◆ Source passage:
- - -

= David Lereah =

American business executive and author

David Lereah is an American business executive and author. Lereah served as the President of Reecon Advisors, Inc., a real estate advisory and information company located in the Washington, D.C., area, from 2008 to 2020. Lereah was previously an Executive Vice President at Move, Inc. and before that, Chief Economist for the National Association of Realtors (NAR). Lereah served as the NAR's spokesman on economic forecasts, interest rates, home sales, mortgage rates, as well as other policy issues and trends affecting the United States real estate industry. Lereah was also the Chief Economist for the Mortgage Bankers Association during the 1990s and has testified before Congress on economic and real estate matters.

On April 30, 2007, the NAR announced that in May Lereah would be leaving his job as chief economist to join Move, Inc. as an Executive Vice President. He was succeeded by Lawrence Yun. Lereah left Move in 2008 to join Reecon Advisors, Inc.

He received his B.A. in Economics & Marketing from American University, Washington, D.C., and his Ph.D. in economics from the University of Virginia. He lives in Port St. Lucie, Florida.

==Publications==
Lereah's book The Rules for Growing Rich: Making Money in the New Information Economy touting investment in technology company equities was published in June 2000 at the onset of the collapse of the dot-com bubble.

- - -

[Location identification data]
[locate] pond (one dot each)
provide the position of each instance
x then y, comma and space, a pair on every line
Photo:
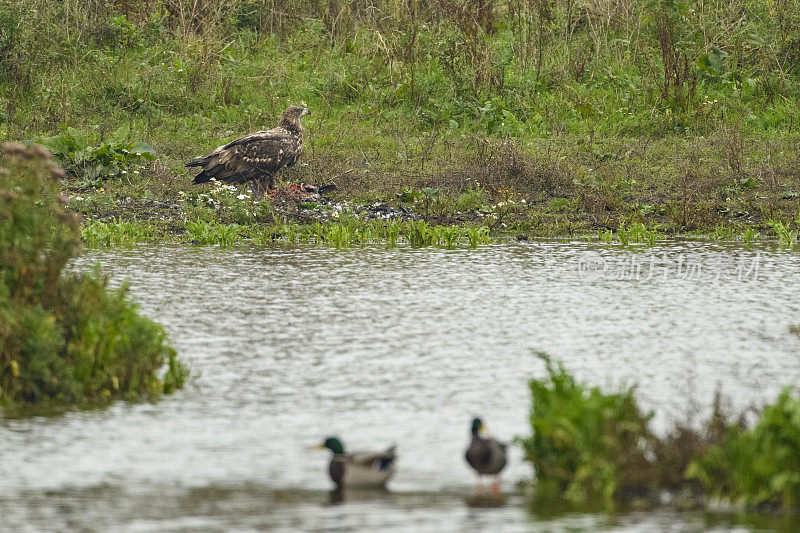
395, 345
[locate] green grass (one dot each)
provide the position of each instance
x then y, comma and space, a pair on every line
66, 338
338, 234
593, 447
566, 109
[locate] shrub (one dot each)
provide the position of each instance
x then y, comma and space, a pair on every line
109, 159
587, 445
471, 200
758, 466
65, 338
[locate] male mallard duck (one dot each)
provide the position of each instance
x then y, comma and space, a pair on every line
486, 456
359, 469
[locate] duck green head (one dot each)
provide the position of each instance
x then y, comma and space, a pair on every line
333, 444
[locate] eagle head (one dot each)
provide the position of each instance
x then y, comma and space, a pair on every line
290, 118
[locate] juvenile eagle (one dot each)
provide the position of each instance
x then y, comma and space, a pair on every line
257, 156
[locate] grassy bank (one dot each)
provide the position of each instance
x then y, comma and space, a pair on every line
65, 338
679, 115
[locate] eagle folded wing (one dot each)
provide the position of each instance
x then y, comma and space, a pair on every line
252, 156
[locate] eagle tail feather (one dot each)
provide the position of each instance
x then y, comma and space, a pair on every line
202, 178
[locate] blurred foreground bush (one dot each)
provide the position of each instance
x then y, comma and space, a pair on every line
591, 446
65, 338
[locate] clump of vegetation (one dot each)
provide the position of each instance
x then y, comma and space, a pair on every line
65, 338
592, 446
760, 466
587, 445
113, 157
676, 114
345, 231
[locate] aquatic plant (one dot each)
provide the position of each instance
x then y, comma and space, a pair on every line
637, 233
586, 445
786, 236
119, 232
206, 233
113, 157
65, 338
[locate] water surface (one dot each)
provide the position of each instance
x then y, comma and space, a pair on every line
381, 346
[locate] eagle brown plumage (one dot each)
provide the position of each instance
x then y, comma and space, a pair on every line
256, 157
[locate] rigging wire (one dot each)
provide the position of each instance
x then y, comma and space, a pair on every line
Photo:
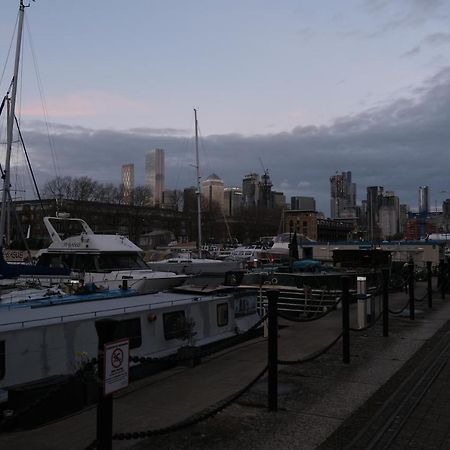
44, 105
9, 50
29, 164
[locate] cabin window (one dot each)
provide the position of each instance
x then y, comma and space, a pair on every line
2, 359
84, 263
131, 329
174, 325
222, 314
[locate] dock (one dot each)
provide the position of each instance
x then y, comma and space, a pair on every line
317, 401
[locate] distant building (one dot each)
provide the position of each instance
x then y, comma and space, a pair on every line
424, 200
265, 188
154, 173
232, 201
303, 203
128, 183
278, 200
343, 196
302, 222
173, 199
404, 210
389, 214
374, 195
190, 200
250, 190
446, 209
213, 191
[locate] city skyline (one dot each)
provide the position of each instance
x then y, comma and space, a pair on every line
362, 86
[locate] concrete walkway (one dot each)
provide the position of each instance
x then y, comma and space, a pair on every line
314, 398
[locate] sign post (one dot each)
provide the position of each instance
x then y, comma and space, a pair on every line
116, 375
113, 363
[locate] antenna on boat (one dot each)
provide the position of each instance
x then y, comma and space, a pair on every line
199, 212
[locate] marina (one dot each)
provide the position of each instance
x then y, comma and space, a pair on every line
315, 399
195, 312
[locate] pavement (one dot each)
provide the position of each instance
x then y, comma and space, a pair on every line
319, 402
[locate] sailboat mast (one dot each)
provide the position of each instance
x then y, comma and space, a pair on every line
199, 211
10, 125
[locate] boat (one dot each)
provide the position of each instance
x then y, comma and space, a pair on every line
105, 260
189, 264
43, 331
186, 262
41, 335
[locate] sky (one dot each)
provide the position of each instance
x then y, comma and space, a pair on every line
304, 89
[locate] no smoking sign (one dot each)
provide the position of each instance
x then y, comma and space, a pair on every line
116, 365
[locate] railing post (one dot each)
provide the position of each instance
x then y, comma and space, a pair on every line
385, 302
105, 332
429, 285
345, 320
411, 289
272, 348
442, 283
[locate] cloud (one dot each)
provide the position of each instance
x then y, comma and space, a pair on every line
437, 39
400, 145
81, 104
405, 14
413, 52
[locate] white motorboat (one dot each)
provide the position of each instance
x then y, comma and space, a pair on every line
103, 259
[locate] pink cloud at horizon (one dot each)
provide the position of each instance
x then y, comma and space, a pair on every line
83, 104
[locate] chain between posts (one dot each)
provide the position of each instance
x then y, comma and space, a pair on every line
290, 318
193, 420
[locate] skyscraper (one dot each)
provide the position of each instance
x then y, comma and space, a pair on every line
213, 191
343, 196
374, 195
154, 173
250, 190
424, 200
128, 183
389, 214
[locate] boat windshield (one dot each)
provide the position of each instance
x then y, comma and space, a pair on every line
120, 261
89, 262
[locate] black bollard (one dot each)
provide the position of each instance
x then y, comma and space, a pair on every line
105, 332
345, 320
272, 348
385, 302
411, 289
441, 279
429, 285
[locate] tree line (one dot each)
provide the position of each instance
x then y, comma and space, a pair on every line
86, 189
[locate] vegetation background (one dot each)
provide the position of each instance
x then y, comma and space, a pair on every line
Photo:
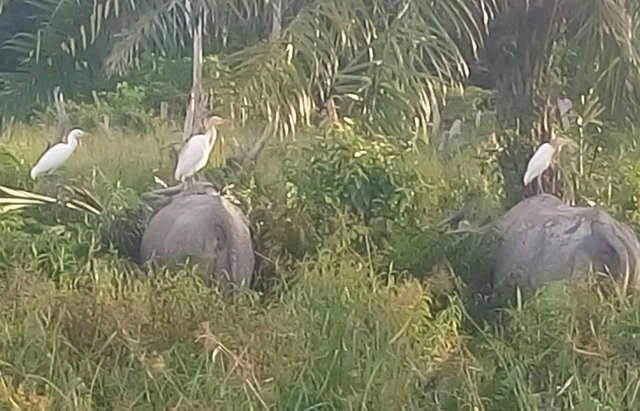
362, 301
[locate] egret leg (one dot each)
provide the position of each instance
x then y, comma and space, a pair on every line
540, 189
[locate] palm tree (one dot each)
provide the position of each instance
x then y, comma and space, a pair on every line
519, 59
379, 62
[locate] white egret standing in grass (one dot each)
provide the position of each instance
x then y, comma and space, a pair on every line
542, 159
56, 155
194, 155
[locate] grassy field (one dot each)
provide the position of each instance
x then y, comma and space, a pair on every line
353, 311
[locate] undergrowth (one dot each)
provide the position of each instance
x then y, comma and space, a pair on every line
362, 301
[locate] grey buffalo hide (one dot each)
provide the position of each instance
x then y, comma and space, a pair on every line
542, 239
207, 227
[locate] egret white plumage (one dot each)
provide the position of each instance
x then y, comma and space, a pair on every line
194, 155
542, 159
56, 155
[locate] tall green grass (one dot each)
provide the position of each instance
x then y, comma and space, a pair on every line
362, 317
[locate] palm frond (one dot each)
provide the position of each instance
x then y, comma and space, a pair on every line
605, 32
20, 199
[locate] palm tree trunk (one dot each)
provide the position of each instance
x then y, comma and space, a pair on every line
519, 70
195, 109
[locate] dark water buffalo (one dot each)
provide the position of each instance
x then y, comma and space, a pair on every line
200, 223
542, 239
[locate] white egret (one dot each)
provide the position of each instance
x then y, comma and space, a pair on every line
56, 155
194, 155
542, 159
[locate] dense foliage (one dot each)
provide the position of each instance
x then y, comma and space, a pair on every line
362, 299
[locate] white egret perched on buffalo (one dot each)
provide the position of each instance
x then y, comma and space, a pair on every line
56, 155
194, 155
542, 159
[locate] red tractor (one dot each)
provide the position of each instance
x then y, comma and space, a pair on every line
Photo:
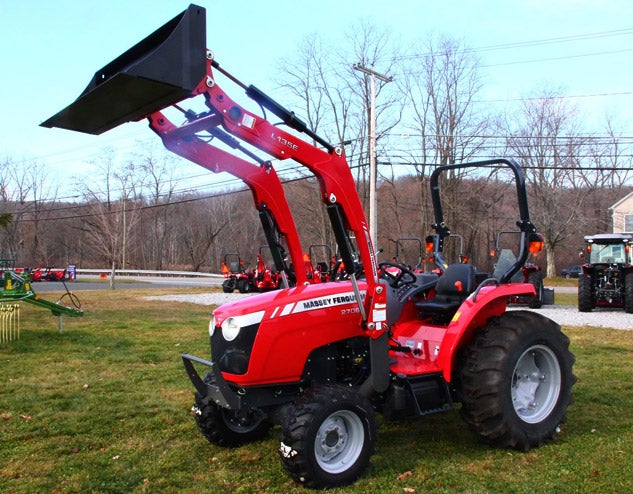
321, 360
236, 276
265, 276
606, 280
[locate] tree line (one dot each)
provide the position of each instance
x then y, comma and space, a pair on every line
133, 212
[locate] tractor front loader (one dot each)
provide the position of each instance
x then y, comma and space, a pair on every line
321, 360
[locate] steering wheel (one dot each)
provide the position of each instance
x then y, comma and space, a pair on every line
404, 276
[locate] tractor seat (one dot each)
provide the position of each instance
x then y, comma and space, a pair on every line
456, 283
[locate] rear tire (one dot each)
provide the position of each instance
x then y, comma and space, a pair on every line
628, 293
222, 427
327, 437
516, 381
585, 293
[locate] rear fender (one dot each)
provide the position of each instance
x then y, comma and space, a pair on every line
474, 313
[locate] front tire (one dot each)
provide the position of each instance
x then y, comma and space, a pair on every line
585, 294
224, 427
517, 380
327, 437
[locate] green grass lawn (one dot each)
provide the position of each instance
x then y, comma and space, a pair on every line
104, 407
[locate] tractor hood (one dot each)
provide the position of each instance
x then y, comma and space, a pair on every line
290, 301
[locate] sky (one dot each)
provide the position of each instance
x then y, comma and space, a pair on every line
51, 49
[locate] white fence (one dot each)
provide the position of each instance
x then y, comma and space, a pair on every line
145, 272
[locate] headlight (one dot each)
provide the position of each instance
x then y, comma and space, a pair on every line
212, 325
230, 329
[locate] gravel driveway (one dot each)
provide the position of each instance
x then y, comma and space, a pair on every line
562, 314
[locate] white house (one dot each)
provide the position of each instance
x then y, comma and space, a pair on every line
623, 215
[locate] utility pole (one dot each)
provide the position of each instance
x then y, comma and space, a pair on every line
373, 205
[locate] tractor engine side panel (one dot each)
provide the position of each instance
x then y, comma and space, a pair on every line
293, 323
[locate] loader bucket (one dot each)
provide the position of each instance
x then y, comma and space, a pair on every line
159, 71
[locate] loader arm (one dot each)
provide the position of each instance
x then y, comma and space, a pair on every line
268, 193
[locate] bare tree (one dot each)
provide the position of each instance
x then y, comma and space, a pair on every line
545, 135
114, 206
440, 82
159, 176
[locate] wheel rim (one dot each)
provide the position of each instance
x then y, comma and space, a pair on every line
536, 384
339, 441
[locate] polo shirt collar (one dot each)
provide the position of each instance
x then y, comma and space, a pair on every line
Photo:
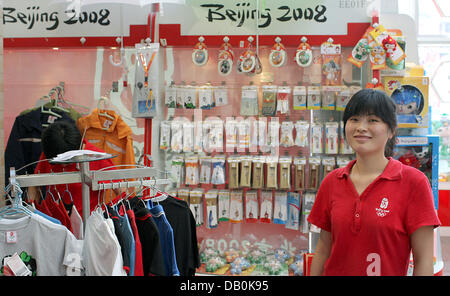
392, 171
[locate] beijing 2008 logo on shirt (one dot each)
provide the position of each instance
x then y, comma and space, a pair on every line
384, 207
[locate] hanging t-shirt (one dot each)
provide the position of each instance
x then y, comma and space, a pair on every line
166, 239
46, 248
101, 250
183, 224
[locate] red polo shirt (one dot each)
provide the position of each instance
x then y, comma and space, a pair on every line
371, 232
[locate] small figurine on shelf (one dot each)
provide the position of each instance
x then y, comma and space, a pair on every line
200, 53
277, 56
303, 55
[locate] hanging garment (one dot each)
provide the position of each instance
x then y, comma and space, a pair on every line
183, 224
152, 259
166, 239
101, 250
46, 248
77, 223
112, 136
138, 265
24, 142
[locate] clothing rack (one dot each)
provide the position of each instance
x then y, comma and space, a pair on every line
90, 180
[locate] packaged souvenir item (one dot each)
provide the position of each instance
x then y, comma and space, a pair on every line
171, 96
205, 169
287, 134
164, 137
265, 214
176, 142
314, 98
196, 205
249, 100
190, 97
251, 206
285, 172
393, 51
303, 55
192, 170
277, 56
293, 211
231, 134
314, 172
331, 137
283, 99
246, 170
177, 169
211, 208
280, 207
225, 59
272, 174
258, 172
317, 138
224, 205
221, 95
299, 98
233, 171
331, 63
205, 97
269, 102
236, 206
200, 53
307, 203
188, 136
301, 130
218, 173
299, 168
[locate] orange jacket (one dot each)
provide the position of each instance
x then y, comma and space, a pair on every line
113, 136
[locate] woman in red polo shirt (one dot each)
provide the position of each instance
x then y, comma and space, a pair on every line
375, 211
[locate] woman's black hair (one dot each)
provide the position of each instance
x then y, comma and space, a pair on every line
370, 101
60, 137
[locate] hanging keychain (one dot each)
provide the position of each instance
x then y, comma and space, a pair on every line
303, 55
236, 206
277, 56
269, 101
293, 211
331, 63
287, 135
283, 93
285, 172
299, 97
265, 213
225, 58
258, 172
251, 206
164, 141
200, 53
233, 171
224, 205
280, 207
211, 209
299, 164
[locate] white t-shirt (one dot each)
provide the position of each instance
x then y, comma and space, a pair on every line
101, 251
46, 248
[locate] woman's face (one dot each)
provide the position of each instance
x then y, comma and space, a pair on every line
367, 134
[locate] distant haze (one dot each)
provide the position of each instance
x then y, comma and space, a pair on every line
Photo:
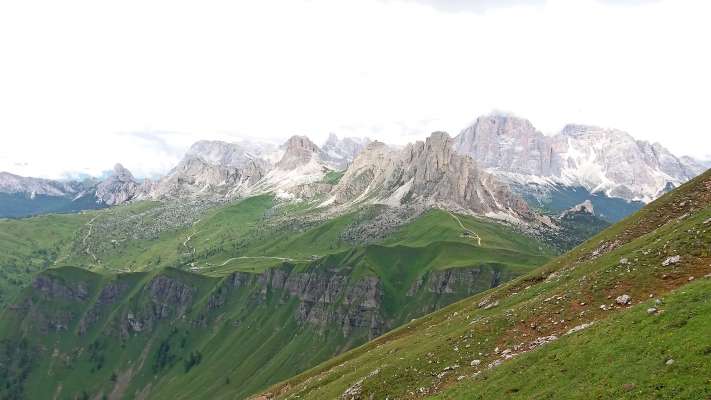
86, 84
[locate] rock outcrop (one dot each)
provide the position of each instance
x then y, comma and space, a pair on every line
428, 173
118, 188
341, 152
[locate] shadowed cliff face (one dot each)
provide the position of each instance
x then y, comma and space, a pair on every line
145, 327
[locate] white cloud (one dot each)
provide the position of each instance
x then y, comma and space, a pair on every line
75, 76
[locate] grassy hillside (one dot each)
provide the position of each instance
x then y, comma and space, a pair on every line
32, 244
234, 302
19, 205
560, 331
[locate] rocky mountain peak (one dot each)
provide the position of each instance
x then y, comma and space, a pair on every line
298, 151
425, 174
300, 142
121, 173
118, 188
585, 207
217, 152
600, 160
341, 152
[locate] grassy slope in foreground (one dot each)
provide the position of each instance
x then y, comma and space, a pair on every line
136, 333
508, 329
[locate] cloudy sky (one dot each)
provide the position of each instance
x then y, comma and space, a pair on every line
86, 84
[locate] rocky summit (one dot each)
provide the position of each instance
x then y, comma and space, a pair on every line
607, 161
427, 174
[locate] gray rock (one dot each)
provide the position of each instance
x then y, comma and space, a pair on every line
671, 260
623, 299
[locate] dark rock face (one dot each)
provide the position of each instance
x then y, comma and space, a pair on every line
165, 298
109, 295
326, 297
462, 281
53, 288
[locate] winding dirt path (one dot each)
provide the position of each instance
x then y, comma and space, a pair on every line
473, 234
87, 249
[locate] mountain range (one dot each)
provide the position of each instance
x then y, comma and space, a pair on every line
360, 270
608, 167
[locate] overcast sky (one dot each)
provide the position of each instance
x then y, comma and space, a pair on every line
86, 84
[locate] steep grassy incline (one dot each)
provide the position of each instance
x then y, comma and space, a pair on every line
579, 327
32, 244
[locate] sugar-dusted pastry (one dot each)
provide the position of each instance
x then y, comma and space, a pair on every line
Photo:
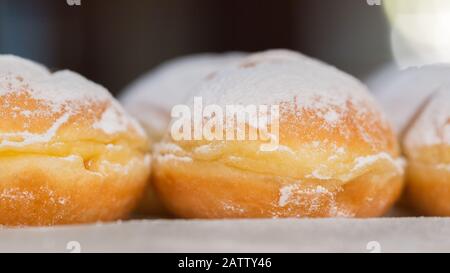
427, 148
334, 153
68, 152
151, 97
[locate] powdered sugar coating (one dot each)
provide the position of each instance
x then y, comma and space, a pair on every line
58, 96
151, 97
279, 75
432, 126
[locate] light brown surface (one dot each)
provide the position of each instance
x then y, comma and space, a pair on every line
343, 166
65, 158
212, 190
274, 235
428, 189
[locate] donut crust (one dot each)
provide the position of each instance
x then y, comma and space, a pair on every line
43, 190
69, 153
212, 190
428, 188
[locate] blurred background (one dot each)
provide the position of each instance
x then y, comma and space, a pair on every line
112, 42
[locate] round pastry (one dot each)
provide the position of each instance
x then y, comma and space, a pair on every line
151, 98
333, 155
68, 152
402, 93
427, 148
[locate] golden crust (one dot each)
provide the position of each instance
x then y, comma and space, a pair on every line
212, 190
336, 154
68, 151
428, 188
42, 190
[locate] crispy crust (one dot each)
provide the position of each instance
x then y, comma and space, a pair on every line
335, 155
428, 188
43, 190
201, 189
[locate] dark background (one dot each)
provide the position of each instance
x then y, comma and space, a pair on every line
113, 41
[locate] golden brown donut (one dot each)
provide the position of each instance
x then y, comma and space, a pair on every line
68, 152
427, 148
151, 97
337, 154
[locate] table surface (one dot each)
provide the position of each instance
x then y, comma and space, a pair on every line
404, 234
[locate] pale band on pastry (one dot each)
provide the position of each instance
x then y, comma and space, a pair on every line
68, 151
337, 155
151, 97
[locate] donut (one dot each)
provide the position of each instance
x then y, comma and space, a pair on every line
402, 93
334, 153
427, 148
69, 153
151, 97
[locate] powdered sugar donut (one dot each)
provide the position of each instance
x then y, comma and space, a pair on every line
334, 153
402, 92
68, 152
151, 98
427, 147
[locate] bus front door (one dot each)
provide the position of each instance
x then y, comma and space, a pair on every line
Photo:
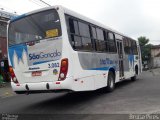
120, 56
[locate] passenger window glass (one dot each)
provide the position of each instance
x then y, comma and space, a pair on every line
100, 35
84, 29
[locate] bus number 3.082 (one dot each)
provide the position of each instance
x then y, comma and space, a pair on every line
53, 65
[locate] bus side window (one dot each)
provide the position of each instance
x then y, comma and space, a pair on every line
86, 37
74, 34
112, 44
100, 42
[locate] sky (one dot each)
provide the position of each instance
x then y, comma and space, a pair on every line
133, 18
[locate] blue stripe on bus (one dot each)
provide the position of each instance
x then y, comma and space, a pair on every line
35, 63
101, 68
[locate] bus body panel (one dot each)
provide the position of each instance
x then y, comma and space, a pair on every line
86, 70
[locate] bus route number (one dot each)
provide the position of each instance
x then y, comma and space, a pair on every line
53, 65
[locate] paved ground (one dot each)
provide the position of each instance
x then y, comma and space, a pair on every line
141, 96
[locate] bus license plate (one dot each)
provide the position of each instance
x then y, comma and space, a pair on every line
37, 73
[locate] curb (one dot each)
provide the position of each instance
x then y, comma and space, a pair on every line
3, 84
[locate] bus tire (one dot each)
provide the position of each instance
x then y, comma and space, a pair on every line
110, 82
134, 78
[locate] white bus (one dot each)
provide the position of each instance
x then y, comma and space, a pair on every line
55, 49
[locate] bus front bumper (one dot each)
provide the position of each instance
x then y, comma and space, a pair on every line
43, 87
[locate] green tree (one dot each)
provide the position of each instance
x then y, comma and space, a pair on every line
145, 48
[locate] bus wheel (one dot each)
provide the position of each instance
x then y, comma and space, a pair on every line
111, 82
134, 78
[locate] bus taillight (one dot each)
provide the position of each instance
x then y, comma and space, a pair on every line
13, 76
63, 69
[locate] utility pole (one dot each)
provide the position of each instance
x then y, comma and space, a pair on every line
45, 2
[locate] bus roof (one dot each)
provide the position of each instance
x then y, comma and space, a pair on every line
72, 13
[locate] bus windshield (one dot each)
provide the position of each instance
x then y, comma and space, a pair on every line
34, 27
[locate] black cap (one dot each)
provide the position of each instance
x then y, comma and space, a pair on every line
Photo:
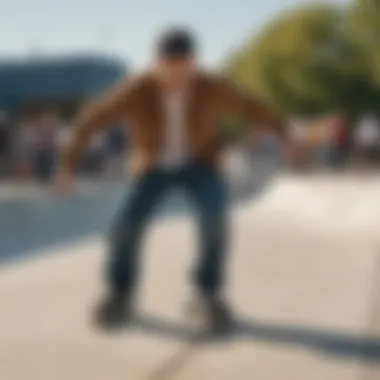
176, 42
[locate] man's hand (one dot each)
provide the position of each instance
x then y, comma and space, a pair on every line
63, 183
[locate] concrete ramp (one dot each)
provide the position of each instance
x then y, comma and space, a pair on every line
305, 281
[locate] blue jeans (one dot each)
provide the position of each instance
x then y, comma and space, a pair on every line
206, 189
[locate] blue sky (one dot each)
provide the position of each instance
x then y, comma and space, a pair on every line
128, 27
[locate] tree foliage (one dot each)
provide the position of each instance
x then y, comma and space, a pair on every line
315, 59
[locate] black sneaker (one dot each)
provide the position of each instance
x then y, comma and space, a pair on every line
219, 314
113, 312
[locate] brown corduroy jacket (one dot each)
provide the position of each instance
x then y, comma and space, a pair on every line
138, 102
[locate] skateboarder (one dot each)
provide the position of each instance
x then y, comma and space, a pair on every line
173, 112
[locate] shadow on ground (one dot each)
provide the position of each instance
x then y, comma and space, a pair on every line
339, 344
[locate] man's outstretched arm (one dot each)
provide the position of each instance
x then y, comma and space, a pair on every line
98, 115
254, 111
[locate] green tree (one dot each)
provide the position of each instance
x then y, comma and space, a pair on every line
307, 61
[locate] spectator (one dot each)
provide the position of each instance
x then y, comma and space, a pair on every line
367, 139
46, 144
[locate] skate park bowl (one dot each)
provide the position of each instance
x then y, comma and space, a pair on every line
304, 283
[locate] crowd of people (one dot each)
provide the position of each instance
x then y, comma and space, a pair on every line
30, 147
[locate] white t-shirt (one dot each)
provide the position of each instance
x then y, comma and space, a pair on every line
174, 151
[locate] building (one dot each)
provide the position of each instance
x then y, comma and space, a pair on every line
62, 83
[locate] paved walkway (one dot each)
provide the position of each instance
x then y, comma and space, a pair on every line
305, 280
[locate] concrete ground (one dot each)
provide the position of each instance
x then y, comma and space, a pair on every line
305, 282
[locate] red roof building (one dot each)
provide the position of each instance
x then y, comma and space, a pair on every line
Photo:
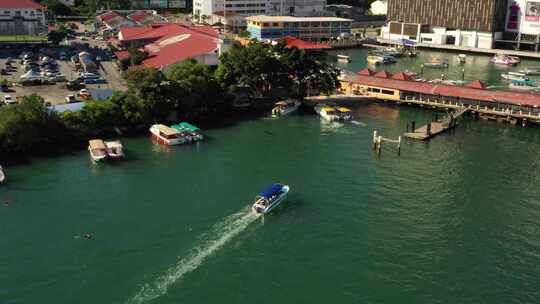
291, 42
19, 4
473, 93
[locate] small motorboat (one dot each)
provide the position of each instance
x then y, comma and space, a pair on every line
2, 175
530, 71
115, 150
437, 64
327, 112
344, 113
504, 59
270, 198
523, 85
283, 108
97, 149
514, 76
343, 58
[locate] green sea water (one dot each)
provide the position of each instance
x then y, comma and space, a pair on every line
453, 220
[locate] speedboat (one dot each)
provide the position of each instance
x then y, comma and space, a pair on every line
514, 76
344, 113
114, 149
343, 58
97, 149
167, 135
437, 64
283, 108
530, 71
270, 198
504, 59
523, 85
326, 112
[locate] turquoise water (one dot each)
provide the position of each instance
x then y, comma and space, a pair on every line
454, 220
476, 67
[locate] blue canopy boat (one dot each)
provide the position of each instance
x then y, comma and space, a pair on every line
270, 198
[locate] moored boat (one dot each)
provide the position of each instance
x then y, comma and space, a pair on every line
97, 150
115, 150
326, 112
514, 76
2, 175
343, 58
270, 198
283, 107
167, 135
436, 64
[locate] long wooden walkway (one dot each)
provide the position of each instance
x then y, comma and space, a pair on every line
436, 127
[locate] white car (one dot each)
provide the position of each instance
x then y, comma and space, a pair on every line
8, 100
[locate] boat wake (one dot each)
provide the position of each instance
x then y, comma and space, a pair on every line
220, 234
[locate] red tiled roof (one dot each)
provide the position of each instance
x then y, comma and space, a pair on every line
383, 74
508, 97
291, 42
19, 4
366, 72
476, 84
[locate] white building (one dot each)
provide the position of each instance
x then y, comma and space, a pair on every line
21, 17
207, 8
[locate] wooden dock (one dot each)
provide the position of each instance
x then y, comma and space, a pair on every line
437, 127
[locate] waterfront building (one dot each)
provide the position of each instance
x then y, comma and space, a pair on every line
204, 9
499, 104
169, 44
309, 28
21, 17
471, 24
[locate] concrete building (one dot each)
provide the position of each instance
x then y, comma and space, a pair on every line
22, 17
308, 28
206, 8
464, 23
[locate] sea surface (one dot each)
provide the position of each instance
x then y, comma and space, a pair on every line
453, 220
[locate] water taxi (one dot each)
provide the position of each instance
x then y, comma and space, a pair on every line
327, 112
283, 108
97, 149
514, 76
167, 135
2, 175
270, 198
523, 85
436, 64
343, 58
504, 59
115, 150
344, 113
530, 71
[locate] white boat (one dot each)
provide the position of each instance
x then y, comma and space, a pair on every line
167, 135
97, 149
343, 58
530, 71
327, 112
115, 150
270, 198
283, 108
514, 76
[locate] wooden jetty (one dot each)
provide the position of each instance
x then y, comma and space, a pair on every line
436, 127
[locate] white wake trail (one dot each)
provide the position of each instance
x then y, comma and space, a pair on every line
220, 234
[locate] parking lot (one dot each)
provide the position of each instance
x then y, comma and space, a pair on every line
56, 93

- - -

◆ What you will do:
1. Reproduce word for word the part of the Lereah biography that begins with the words containing "He received his" and ends with "St. Lucie, Florida.".
2. Render this sentence from the Lereah biography in Spanish: "Lereah left Move in 2008 to join Reecon Advisors, Inc."
This data is separate material from the Lereah biography.

◆ Full answers:
1.
He received his B.A. in Economics & Marketing from American University, Washington, D.C., and his Ph.D. in economics from the University of Virginia. He lives in Port St. Lucie, Florida.

2. Lereah dejó Move en 2008 para incorporarse a Reecon Advisors, Inc.